## RECORDS TO USE
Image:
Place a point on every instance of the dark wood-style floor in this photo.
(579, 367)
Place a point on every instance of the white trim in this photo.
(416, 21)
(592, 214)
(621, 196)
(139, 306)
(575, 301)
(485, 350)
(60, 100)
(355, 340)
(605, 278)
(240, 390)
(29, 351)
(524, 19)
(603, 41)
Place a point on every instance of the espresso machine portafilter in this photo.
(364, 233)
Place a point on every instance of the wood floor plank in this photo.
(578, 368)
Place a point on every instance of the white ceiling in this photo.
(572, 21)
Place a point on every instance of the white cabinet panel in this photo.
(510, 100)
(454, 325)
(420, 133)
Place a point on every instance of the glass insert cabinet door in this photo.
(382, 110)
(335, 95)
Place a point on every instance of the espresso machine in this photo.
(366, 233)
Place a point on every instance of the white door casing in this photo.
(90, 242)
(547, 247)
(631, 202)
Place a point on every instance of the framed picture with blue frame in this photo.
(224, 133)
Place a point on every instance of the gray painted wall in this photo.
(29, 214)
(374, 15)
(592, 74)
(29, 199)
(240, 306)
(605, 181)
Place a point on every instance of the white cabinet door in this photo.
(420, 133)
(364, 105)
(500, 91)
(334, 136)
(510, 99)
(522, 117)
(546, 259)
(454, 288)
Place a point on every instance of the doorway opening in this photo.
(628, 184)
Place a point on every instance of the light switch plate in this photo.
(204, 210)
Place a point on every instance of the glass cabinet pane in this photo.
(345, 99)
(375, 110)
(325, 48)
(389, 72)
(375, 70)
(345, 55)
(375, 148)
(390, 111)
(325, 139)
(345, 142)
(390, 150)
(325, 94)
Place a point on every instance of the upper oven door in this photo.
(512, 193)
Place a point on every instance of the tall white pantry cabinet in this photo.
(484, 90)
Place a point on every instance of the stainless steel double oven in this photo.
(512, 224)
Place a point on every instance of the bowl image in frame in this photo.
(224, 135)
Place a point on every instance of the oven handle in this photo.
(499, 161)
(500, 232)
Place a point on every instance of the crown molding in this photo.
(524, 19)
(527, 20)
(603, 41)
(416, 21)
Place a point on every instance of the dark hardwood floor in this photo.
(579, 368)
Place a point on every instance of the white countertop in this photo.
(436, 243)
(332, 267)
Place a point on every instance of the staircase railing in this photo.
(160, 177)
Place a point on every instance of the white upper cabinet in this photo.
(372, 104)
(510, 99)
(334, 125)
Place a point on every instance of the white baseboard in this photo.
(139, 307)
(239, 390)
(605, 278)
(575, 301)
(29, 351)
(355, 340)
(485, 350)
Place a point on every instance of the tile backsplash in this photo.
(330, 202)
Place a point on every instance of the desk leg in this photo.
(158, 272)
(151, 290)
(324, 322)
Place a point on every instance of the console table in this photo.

## INSTRUCTIONS FOR THE TASK
Produce an exact repeat of the lines from the one containing "Place a point on every instance of the tile" through the last line of the data, and nothing more.

## PROBLEM SOLUTION
Place a point on every instance of the tile backsplash in this photo.
(330, 202)
Place a point on every instance of the desk leg in this photo.
(158, 272)
(151, 290)
(324, 322)
Place a point on every instance of the console table in this photo.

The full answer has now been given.